-- Begin --

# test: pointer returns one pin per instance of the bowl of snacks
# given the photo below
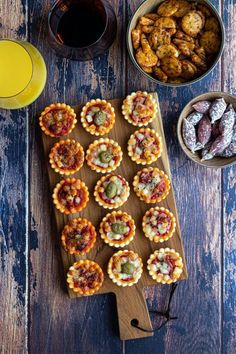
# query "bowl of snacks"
(175, 42)
(207, 129)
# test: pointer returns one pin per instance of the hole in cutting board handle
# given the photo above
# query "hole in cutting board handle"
(134, 322)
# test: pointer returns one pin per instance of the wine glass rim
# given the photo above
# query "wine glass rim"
(54, 6)
(18, 42)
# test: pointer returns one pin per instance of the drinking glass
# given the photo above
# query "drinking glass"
(81, 29)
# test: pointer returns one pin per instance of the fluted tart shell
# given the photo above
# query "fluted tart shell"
(57, 120)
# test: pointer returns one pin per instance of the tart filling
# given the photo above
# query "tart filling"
(78, 236)
(57, 120)
(104, 155)
(165, 265)
(66, 157)
(98, 117)
(139, 108)
(151, 185)
(144, 146)
(111, 191)
(70, 195)
(117, 229)
(85, 277)
(158, 224)
(125, 268)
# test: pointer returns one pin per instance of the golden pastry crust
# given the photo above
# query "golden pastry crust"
(165, 266)
(158, 224)
(117, 229)
(57, 120)
(151, 185)
(111, 191)
(125, 268)
(139, 108)
(78, 236)
(70, 195)
(66, 157)
(98, 117)
(144, 146)
(85, 277)
(104, 155)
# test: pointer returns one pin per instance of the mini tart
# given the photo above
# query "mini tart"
(158, 224)
(66, 157)
(111, 191)
(70, 195)
(125, 268)
(139, 108)
(144, 146)
(78, 236)
(165, 265)
(57, 120)
(85, 277)
(117, 229)
(104, 155)
(151, 185)
(98, 117)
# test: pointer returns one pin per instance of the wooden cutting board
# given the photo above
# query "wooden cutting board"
(130, 301)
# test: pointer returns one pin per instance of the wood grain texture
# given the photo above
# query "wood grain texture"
(13, 209)
(198, 300)
(136, 307)
(229, 196)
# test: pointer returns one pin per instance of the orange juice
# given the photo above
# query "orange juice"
(22, 74)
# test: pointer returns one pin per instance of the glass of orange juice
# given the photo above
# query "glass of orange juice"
(22, 74)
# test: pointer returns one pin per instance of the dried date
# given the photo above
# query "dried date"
(202, 106)
(217, 109)
(204, 130)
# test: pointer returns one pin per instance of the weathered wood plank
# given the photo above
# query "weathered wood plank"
(13, 209)
(58, 324)
(197, 302)
(229, 194)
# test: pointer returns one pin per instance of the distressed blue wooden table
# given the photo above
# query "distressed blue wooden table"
(36, 315)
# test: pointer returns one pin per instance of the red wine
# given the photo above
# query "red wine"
(81, 25)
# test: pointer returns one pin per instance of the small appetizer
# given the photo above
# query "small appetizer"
(139, 108)
(158, 224)
(125, 268)
(85, 277)
(66, 157)
(70, 195)
(117, 229)
(78, 236)
(165, 265)
(151, 185)
(104, 155)
(145, 146)
(111, 191)
(57, 120)
(98, 117)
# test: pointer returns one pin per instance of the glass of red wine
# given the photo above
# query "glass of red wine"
(81, 29)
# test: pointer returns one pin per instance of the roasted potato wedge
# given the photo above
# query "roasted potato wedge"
(171, 66)
(189, 70)
(165, 23)
(210, 41)
(167, 50)
(136, 37)
(168, 8)
(186, 48)
(192, 23)
(159, 37)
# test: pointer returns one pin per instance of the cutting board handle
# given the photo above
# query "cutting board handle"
(131, 305)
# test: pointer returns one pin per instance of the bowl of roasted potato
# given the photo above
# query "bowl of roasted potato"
(175, 42)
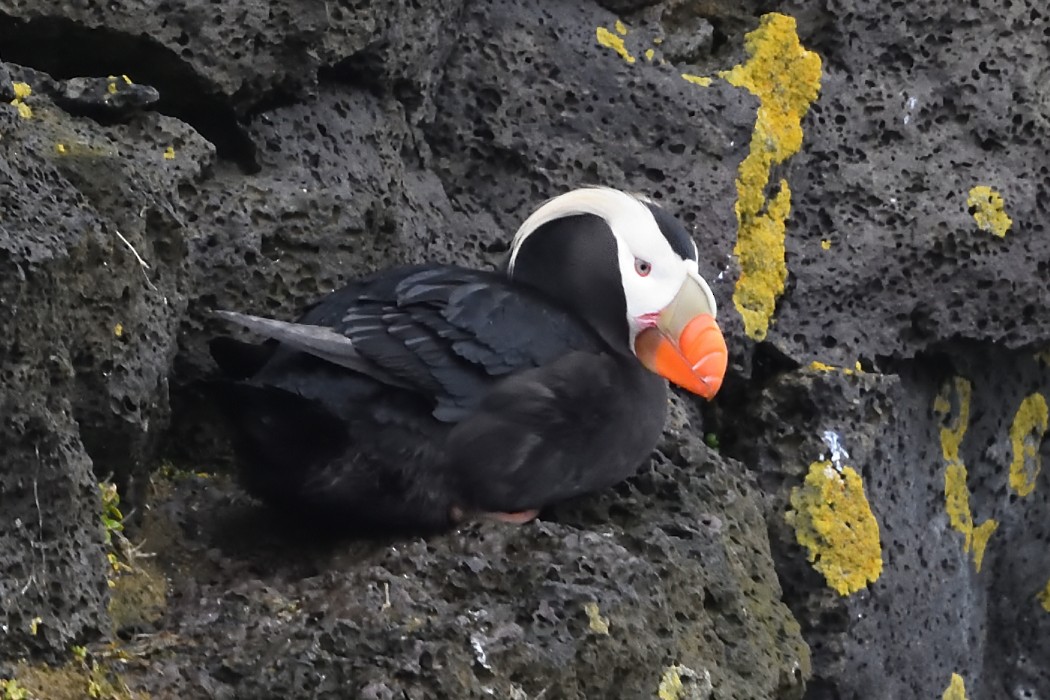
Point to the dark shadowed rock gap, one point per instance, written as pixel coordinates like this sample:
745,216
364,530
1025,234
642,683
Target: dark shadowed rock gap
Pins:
64,48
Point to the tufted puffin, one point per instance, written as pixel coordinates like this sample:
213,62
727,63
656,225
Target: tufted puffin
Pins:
424,395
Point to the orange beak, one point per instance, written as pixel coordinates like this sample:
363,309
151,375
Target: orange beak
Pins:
687,346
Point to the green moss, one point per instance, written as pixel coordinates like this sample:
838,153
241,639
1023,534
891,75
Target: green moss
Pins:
138,596
1044,597
112,518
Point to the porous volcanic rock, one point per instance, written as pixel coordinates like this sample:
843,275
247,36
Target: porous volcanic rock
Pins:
292,146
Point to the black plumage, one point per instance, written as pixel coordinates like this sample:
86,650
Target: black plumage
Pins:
425,394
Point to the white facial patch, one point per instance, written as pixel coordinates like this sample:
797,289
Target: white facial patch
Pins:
637,237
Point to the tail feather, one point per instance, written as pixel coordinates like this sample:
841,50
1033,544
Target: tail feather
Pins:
278,437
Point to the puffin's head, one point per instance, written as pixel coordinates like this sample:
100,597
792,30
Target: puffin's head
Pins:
629,268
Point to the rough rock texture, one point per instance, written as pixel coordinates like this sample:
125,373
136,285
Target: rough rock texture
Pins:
294,145
595,600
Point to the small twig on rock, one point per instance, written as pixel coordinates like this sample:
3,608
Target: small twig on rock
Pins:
145,266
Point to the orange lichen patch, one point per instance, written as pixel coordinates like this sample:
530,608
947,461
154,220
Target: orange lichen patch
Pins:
957,494
696,80
785,78
988,210
1026,433
956,690
835,523
1044,597
610,40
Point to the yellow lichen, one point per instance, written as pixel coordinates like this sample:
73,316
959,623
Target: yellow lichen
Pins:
822,366
22,90
76,680
1044,597
957,494
696,80
670,684
609,40
835,523
785,78
1026,433
988,210
597,623
9,690
956,690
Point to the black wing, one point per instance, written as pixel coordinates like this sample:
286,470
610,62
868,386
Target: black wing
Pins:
443,332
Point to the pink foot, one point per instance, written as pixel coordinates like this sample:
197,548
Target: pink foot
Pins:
521,517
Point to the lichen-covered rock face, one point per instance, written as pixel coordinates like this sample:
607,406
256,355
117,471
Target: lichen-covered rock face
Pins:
597,599
866,186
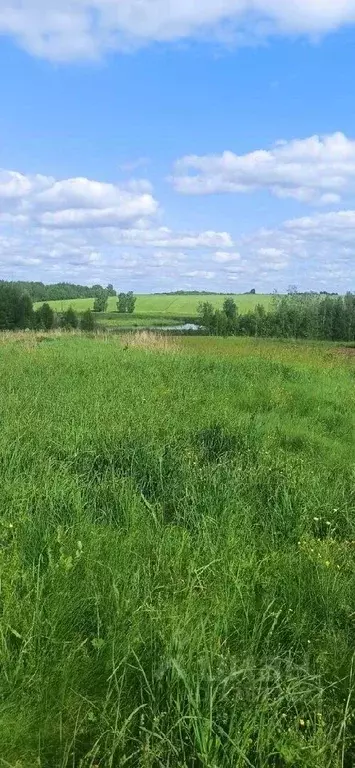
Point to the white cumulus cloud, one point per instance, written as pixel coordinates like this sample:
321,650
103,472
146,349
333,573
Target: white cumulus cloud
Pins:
75,29
318,169
77,202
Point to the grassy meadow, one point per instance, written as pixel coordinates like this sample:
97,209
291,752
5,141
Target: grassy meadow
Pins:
177,553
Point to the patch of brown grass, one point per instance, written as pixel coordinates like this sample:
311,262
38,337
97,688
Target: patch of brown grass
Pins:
158,342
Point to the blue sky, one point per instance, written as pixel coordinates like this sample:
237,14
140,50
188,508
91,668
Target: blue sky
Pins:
197,144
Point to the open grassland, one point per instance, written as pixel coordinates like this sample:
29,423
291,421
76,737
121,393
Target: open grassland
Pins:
176,306
177,553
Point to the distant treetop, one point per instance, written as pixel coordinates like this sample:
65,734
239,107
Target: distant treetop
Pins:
59,291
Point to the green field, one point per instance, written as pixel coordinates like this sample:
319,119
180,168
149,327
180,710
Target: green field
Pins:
177,553
182,306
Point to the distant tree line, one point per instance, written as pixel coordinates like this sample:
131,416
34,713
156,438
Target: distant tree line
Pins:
59,291
197,293
17,313
298,316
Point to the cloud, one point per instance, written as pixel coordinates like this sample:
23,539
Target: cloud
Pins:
319,169
92,231
224,257
73,203
64,30
88,231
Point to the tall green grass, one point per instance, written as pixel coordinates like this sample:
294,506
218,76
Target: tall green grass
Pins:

-- End --

Challenge ->
The records above need to be restated word for word, with the pictures left out.

Finished task ->
# test: pointer returns one pin per instance of the bowl of snacks
# given the photo below
# query "bowl of snacks"
(175, 42)
(207, 129)
# test: pointer returns one pin per instance of the hole in cutting board handle
# given the photo above
# query "hole in cutting board handle"
(134, 322)
# test: pointer returns one pin per instance of the wine glass rim
# given the photo above
# query "wine glass rim"
(54, 6)
(18, 42)
# test: pointer returns one pin per instance of the drinking glass
# given the photo above
# query "drinking glass"
(81, 29)
# test: pointer returns one pin per instance of the fluted tart shell
# given the photo above
# query "fluted tart shell"
(57, 120)
# test: pointer returns one pin per instance of the tart filling
# given the photo above
# query "tart filling"
(78, 236)
(57, 120)
(104, 155)
(165, 265)
(66, 157)
(98, 117)
(139, 108)
(151, 185)
(144, 146)
(111, 191)
(70, 195)
(117, 229)
(85, 277)
(158, 224)
(125, 268)
# test: pointer returns one pin per instance of the golden pastry crust
# given the photo above
# query "golden pastry crust"
(165, 266)
(158, 224)
(117, 229)
(57, 120)
(151, 185)
(111, 191)
(125, 268)
(139, 108)
(78, 236)
(70, 195)
(66, 157)
(98, 117)
(144, 146)
(85, 277)
(104, 155)
# test: pointer returns one pin per instance of the mini tart
# given the photo above
# query "mini tart"
(158, 224)
(66, 157)
(111, 191)
(70, 195)
(125, 268)
(139, 108)
(144, 146)
(78, 236)
(165, 265)
(57, 120)
(85, 277)
(117, 229)
(104, 155)
(151, 185)
(98, 117)
# test: pointer returns one pin per instance of the wooden cutting board
# given the photo above
# query "wooden cutting board"
(130, 301)
# test: pointer returns one pin per instance of the wood grain texture
# given the photo above
# query "wood grain texture"
(13, 209)
(198, 300)
(136, 307)
(229, 196)
# test: pointer returns one pin per instance of the orange juice
# given the photo above
# query "orange juice"
(22, 74)
# test: pointer returns one pin per instance of the glass of orange juice
# given the photo above
# query "glass of orange juice"
(22, 74)
# test: pointer returns one pin per instance of the dried date
# given the photo above
# query "dried date"
(202, 106)
(217, 109)
(204, 130)
# test: pointer returns one pin per instance of the weathered wood plank
# given the photo above
# query "weathered wood plank"
(13, 209)
(58, 324)
(197, 302)
(229, 194)
# test: pointer returns one pin per instance of the distressed blue wooden table
# given the photo above
# query "distressed blue wooden table"
(36, 315)
# test: pointer returns one pin per instance of the red wine
# given the photo above
# query "red wine"
(81, 25)
# test: pointer returns one pin per instance of the small appetizer
# given the photo above
# query "small appetizer"
(139, 108)
(158, 224)
(125, 268)
(85, 277)
(66, 157)
(70, 195)
(117, 229)
(78, 236)
(165, 265)
(151, 185)
(104, 155)
(145, 146)
(111, 191)
(57, 120)
(98, 117)
# test: pointer returns one pin per instance of the glass of red wine
# given the photo above
# query "glass of red wine"
(81, 29)
# test: pointer returns one pin per instance of the roasted potato wedge
# given the photo above
# query "roasted potato wedge"
(171, 66)
(189, 70)
(165, 23)
(210, 41)
(167, 50)
(136, 37)
(168, 8)
(186, 48)
(192, 23)
(159, 37)
# test: pointer returns one pin per instance of the cutting board handle
# given the photo above
# query "cutting board handle"
(131, 305)
# test: pointer returns one pin per instance of the bowl of roasted potato
# given the photo above
# query "bowl of roasted potato"
(175, 42)
Point to the dark shadowed rock gap, one point per instance, written as pixel coordinates like this sample:
745,216
364,530
1025,234
642,683
Target: dark shadowed rock gap
Pins:
64,48
Point to the tufted puffin, one point per instance, written as pixel coordinates like this sample:
213,62
727,63
656,225
Target: tufted puffin
Pins:
424,395
Point to the orange beak, one point per instance, written as pixel coordinates like this sample:
363,309
151,375
Target: orange beak
Pins:
687,346
Point to the green moss, one point per instance, written as pixel coordinates like this sample:
838,153
241,639
1023,534
891,75
Target: green moss
Pins:
138,596
1044,597
112,518
Point to the porous volcanic rock, one point per instance, written as pixel coordinates like this sample:
843,275
247,36
Target: porous volcanic rock
Pins:
292,146
Point to the black plumage, one point per instance, written as pixel coordinates like this sample:
86,650
Target: black plumage
Pins:
425,394
Point to the white facial patch, one point per instance, written as pixel coordinates like this sample:
797,289
Target: white facial patch
Pins:
637,237
Point to the tail feather, one point per instance, written as pixel coordinates like this sample:
841,50
1033,544
Target: tail feather
Pins:
278,437
Point to the puffin's head, one point per instance, written as pixel coordinates like this sample:
100,597
792,30
Target: puffin's head
Pins:
629,268
Point to the rough rock texture, one point per instance, written as pixel coordinates like this sample:
125,373
136,285
Target: rough rock texture
Pins:
294,145
595,600
Point to the small twig on rock, one point per instance, written as pixel coordinates like this sample:
3,608
Target: small twig on rock
Pins:
145,266
Point to the orange lichen patch, one point per instance, written as pixel coordinates like this sample:
530,608
947,461
154,220
Target: orange lichen patch
Pins:
957,494
696,80
785,78
988,210
1026,433
956,690
835,523
1044,597
610,40
Point to the yellow lichen, one point per instance, written as pixel coordinates like this sample:
73,316
959,623
Target: yellow lichen
Pins:
822,366
22,90
76,680
1044,597
957,494
696,80
670,684
609,40
835,523
785,78
1026,433
988,210
597,623
9,690
956,690
Point to the black wing, one point per instance, written as pixel coordinates like this sample:
286,470
610,62
868,386
Target: black wing
Pins:
443,332
Point to the pink foot, one point per instance, written as pixel coordinates like this sample:
197,548
Target: pink foot
Pins:
521,517
Point to the lichen-covered rock face, one point per instance, written as pixel coordinates like this sample:
607,406
256,355
117,471
Target: lichen-covered rock face
Pins:
597,599
866,186
Point to the white cumulus cloud, one point per instance, written as pixel coordinates like this sample:
321,650
103,472
146,349
333,573
Target: white cumulus cloud
Pins:
75,29
318,169
77,202
Point to the grassy meadow, one point per instance, written as pixel coordinates like this sample:
97,209
291,752
5,141
Target: grassy meadow
Pins:
177,553
Point to the patch of brown grass, one point per instance, written as pixel coordinates like this sample:
311,262
38,337
97,688
Target: patch of brown grass
Pins:
158,342
Point to the blue sky, one point per instance, written as pixel coordinates like this sample:
237,14
140,50
188,508
91,668
Target: blue sky
Pins:
197,144
Point to the open grassland, one point per instance, written as pixel coordinates like this sample:
29,423
291,421
76,737
121,393
Target: open grassland
Pins:
176,306
177,553
Point to the distant treetop, one point per instance, written as pixel coordinates like this sample:
65,734
239,107
Target: distant treetop
Pins:
59,291
Point to the green field, one point per instance, written as pixel coordinates like this sample:
319,119
180,168
149,327
180,710
Target: green field
Pins:
177,553
182,306
Point to the distant tree line, one point per instance, written as pixel coordinates like this sample:
131,416
34,713
156,438
Target: distant tree line
Pins:
59,291
197,293
17,313
298,316
Point to the cloud, one point per instance, written as pixel coordinates like this sample:
23,539
Target: cloud
Pins:
319,169
92,231
224,257
73,203
64,30
88,231
Point to the tall green grass, one point per instance, written as pixel coordinates like this sample:
294,506
218,76
Target: tall green grass
Pins:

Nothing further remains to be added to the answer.